**DATA SECTION**.
* * * * * * * * *
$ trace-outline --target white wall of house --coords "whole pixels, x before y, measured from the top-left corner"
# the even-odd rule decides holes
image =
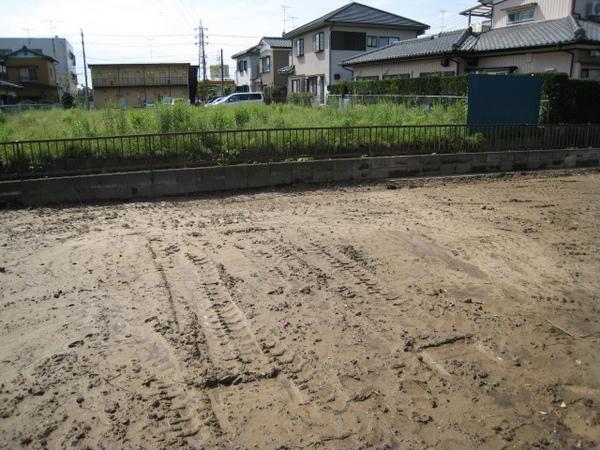
[[[325,33],[325,50],[315,52],[313,36],[319,32]],[[296,42],[299,39],[304,39],[304,56],[296,55]],[[305,76],[328,75],[330,42],[329,27],[319,28],[292,39],[292,64],[295,67],[295,74]]]
[[[381,27],[360,27],[360,26],[341,26],[327,25],[319,29],[312,30],[301,36],[292,39],[291,63],[295,67],[295,73],[289,78],[288,89],[292,91],[292,80],[299,77],[322,77],[325,89],[330,84],[352,79],[352,72],[341,65],[342,61],[354,55],[363,53],[361,50],[332,50],[331,32],[348,31],[366,33],[367,36],[379,37],[397,37],[400,40],[412,39],[417,37],[416,31],[398,30]],[[325,49],[315,52],[313,37],[316,33],[323,32],[325,36]],[[304,56],[296,56],[296,42],[298,39],[304,39]],[[374,48],[367,48],[374,50]],[[336,80],[336,74],[339,75]]]
[[[380,80],[384,76],[410,75],[411,78],[418,78],[422,73],[431,72],[450,72],[456,74],[456,63],[449,61],[449,66],[442,66],[442,58],[422,59],[415,61],[402,61],[393,64],[375,64],[368,66],[356,66],[354,68],[355,78],[378,77]]]
[[[348,26],[334,26],[332,31],[354,31],[367,33],[367,36],[377,37],[397,37],[400,40],[414,39],[417,37],[417,32],[414,30],[391,30],[387,28],[363,28],[363,27],[348,27]],[[367,48],[367,51],[375,50],[375,48]],[[339,81],[348,81],[352,79],[352,72],[342,67],[341,63],[345,59],[351,58],[352,56],[359,55],[363,52],[356,50],[332,50],[331,51],[331,72],[327,84],[333,84],[336,82],[335,74],[340,75]]]
[[[417,78],[427,72],[456,73],[456,63],[450,61],[448,67],[441,65],[442,58],[431,58],[413,61],[400,61],[388,64],[372,64],[354,67],[355,78],[379,77],[409,74]],[[572,76],[579,76],[580,64],[573,65]],[[465,66],[460,64],[460,72],[464,73]],[[482,56],[478,65],[473,69],[496,69],[516,67],[517,73],[534,72],[571,72],[571,54],[567,52],[521,53],[517,55]]]
[[[533,20],[551,20],[566,17],[573,11],[573,0],[506,0],[494,6],[492,28],[510,26],[508,14],[511,9],[523,5],[535,5]]]
[[[240,61],[246,61],[248,64],[248,70],[240,72],[238,70],[238,63]],[[244,55],[236,59],[235,66],[235,84],[237,86],[250,86],[252,88],[252,80],[256,78],[256,65],[258,64],[257,55]]]
[[[566,52],[522,53],[479,58],[479,69],[517,67],[518,73],[571,72],[571,55]]]

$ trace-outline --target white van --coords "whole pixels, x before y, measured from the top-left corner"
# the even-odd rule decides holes
[[[264,103],[263,95],[260,92],[236,92],[227,97],[220,98],[207,106],[215,105],[243,105],[246,103]]]

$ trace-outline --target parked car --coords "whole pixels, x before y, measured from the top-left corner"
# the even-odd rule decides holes
[[[152,100],[146,100],[144,102],[144,108],[154,108],[154,102]]]
[[[263,95],[260,92],[236,92],[220,98],[207,106],[215,105],[241,105],[246,103],[264,103]]]

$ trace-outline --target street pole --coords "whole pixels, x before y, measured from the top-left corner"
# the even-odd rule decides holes
[[[81,28],[81,47],[83,49],[83,74],[85,76],[85,109],[89,111],[90,109],[90,88],[88,87],[88,77],[87,77],[87,61],[85,59],[85,42],[83,40],[83,28]]]
[[[221,94],[225,95],[225,70],[223,68],[223,49],[221,49]]]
* * * * * * * * *
**PROBLEM REQUIREMENTS**.
Using the listing, copy every line where the word "left" shows up.

**TASK RESULT**.
$ trace-outline --target white wall of house --coords "whole pixels, x before y, measured from the top-left corner"
$ trace-outline --target white van --coords "whole pixels, x before y, measured from the top-left corner"
$ trace-outline --target parked car --coords "whole pixels, x before y, measured from the top-left corner"
$ trace-outline --target street pole --coords "whole pixels, x before y, measured from the top-left corner"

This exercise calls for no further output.